■ **PROBLEM STATEMENT**: All records must be quoted exactly. Omit the pictures.

[Excerpts of location labeling data]
+ + + + +

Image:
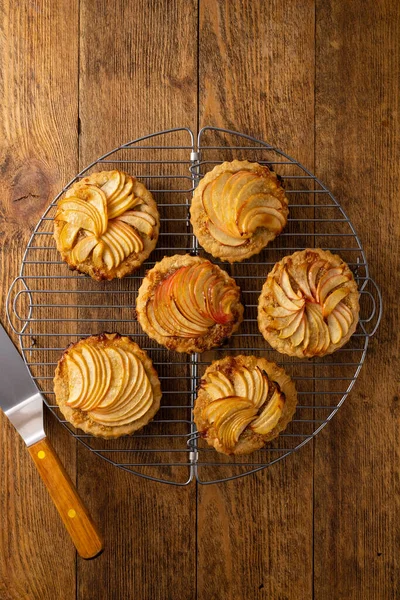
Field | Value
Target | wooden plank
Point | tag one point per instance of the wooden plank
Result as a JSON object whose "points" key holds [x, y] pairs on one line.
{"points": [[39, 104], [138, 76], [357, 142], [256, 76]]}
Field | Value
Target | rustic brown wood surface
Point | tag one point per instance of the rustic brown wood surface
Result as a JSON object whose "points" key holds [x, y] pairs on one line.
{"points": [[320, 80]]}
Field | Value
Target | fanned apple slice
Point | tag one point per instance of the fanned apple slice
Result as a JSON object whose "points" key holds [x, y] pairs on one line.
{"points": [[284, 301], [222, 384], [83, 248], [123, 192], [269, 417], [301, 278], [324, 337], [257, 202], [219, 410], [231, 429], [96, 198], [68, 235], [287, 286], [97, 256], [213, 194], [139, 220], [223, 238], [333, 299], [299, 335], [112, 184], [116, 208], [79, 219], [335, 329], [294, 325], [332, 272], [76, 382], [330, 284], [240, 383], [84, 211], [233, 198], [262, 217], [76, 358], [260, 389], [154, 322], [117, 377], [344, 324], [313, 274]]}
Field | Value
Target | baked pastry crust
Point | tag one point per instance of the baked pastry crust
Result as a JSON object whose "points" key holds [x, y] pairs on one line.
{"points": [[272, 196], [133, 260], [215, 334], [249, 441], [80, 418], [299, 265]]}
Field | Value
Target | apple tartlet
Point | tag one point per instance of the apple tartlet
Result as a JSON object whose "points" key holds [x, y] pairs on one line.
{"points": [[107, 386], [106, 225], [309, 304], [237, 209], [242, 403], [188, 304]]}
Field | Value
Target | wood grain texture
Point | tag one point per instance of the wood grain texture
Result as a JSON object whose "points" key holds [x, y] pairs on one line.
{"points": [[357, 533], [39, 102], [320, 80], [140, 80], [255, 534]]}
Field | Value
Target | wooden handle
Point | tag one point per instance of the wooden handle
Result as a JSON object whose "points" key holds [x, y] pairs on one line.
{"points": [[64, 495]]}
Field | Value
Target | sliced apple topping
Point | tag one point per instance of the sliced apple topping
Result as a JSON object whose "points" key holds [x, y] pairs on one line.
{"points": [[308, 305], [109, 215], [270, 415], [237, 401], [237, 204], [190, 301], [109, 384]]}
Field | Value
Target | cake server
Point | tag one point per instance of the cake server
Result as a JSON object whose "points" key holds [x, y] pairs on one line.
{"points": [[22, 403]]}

+ + + + +

■ **RESULT BELOW**:
Image:
Field | Value
Target | wooden plank
Point | tag one point per instance of the wooden plank
Result as a JSON object whose "points" key holds [x, y] pairs on one line.
{"points": [[39, 104], [138, 76], [357, 142], [256, 76]]}
Field | Value
Target | rustic brown wood surface
Point | tag one point per instance of the rustic brown wood surface
Result as a JSON object whose "points" key holds [x, y] pairs on one line.
{"points": [[320, 80]]}
Field | Value
Target | fanned apple slice
Point | tag one point per instance of the fanned apple slice
Result as a JSON object whose "points" key holds [x, y] pairs on one line.
{"points": [[284, 301], [222, 384], [83, 248], [123, 192], [269, 417], [301, 278], [324, 337], [257, 202], [219, 410], [231, 429], [96, 198], [68, 235], [287, 286], [97, 256], [213, 194], [139, 220], [223, 238], [333, 299], [299, 335], [112, 184], [116, 208], [79, 219], [335, 329], [294, 325], [332, 272], [76, 382], [330, 284], [240, 383], [84, 211], [233, 198], [262, 217], [76, 358], [260, 389], [154, 322], [117, 377], [344, 324], [313, 274]]}
Field | Value
Target | baked pastry crust
Point | tag one point per instance of the baked pastry crust
Result as a JSON object whose "points" key holds [x, y] pairs on one line.
{"points": [[272, 196], [133, 260], [215, 334], [249, 441], [80, 418], [299, 265]]}
Field | Value
Target | apple tartlet
Point | tag one point per instance of the apple tartlet
Result as a JSON object whose "points" key holds [x, y] pairs on one line.
{"points": [[107, 386], [106, 225], [309, 304], [237, 209], [242, 403], [188, 304]]}
Field | Value
Target | wood grain texture
Point | tag one point per instance of the wood grain texture
Result as a JSON object whose "points" key holds [x, y] pairs on one line.
{"points": [[357, 533], [39, 102], [320, 80], [140, 80], [255, 534]]}
Field | Value
Target | wooden handle
Point | tag one point per instance of the wooden handle
Result as a JSON object whose "points" key holds [x, y] pairs on one line.
{"points": [[64, 495]]}
Field | Value
Target | sliced apple topping
Point | tag one point per instance of the sliced apple topping
Result as a JSON object whose "points" key holds [x, y] pairs on one line.
{"points": [[308, 305], [109, 215], [270, 415], [237, 401], [237, 204], [190, 301], [109, 384]]}
Field | Value
Target | cake server
Point | tag one point per instance of the cake server
Result as a JSON object whose "points" key holds [x, y] pairs on one line.
{"points": [[22, 403]]}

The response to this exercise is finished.